Mais Les Enfants du Temps, pour l’heure, se passe avant la catastrophe, et si son monde est gris il n’en reste pas moins qu’il demeure habitable pour les quelques enfants – une prêtresse du temps mais pas que – qui eux ont décidé de vivre malgré la pluie qui se propage. Leur problème, à vrai dire, n’est pas vraiment le changement de temps ; c’est davantage de se mouvoir dans un monde sans adultes, c’est-à-dire enlevé au regard d’une société de contrôle organisée par les adultes qui les empêche de travailler et de subsister seuls, quand bien même leurs parents ne sont plus là ou qu’ils ont choisi de les fuir. C’est, depuis Your Name (2016) du moins, la dialectique minimale de Shinkai : la lutte des enfants contre leurs parents est la seule vraie confrontation qui fait l’avancement du récit, lorsque, ces derniers devenus aveugles, amoindris par leurs habitudes ne sont plus capables de comprendre les urgences de leur temps ; urgences mises en lumière par l’arrivée d’une catastrophe que seuls les enfants voient et savent, et qui exige une présence nouvelle d’amitié, puisque le pire de cette société-là est également qu’elle ne voit pas, ou ne sait plus entendre, la tragédie qui vient en même temps que les drames qui se produisent déjà à la lumière de ses propres fenêtres. Si bien que quand le patron d’un bar d’escort girl en vient, tout balbutiant, à avouer à deux inspecteurs que non, vraiment, il ne se doutait pas « qu’elle n’était pas majeure », ces derniers après tout s’en moquent car ce qu’ils veulent à ce moment ce n’est pas une fille maltraitée, mais ce garçon, là-bas, que l’on distingue à peine sur la photo, et qui a l’air d’avoir une arme – c’est illégal – avec laquelle il se défend et empêche son amie de vendre son corps pour de l’argent. Or comme le premier misérable ne sait pas qui est ce garçon, les autres n’ont qu’à souffler un coup avant de s’en aller, déçus, vers ce ciel qui s’écroule, remettant leurs beaux parapluies pour se défendre de leur propre misère qui tombe et envahit le monde.

+---+

EXERCICE PROPOSÉ – Extrayez dans son intégralité le texte portant sur Les Enfants du Temps, sans en modifier un seul mot. Les entrées constituent un matériau distinct du texte qui précède.

Entrées du jeu de données
+---+

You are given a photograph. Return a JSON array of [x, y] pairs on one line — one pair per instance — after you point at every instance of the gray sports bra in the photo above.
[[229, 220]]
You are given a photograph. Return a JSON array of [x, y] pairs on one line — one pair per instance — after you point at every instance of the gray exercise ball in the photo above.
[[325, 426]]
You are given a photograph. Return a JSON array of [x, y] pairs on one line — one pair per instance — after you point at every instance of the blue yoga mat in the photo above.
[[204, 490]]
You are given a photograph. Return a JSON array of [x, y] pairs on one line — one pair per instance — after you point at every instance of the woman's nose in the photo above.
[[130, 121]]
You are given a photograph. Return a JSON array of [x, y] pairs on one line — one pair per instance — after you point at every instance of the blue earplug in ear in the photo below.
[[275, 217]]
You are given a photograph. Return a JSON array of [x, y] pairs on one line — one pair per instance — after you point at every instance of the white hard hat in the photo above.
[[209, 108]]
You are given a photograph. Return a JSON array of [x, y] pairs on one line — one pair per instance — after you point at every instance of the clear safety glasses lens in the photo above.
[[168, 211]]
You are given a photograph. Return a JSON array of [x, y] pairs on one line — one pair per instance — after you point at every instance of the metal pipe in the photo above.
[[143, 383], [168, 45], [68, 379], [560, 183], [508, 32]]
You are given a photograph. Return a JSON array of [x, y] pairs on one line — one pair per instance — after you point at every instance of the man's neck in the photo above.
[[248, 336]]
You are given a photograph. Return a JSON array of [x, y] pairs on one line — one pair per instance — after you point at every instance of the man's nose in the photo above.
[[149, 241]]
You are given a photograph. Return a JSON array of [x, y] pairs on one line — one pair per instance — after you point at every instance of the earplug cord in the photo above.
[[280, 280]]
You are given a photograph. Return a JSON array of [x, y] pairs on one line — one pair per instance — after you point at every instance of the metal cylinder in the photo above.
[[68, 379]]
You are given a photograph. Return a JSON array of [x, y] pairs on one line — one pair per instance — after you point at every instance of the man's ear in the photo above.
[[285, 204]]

+---+

RÉPONSE CORRECTE –
Mais Les Enfants du Temps, pour l’heure, se passe avant la catastrophe, et si son monde est gris il n’en reste pas moins qu’il demeure habitable pour les quelques enfants – une prêtresse du temps mais pas que – qui eux ont décidé de vivre malgré la pluie qui se propage. Leur problème, à vrai dire, n’est pas vraiment le changement de temps ; c’est davantage de se mouvoir dans un monde sans adultes, c’est-à-dire enlevé au regard d’une société de contrôle organisée par les adultes qui les empêche de travailler et de subsister seuls, quand bien même leurs parents ne sont plus là ou qu’ils ont choisi de les fuir. C’est, depuis Your Name (2016) du moins, la dialectique minimale de Shinkai : la lutte des enfants contre leurs parents est la seule vraie confrontation qui fait l’avancement du récit, lorsque, ces derniers devenus aveugles, amoindris par leurs habitudes ne sont plus capables de comprendre les urgences de leur temps ; urgences mises en lumière par l’arrivée d’une catastrophe que seuls les enfants voient et savent, et qui exige une présence nouvelle d’amitié, puisque le pire de cette société-là est également qu’elle ne voit pas, ou ne sait plus entendre, la tragédie qui vient en même temps que les drames qui se produisent déjà à la lumière de ses propres fenêtres. Si bien que quand le patron d’un bar d’escort girl en vient, tout balbutiant, à avouer à deux inspecteurs que non, vraiment, il ne se doutait pas « qu’elle n’était pas majeure », ces derniers après tout s’en moquent car ce qu’ils veulent à ce moment ce n’est pas une fille maltraitée, mais ce garçon, là-bas, que l’on distingue à peine sur la photo, et qui a l’air d’avoir une arme – c’est illégal – avec laquelle il se défend et empêche son amie de vendre son corps pour de l’argent. Or comme le premier misérable ne sait pas qui est ce garçon, les autres n’ont qu’à souffler un coup avant de s’en aller, déçus, vers ce ciel qui s’écroule, remettant leurs beaux parapluies pour se défendre de leur propre misère qui tombe et envahit le monde.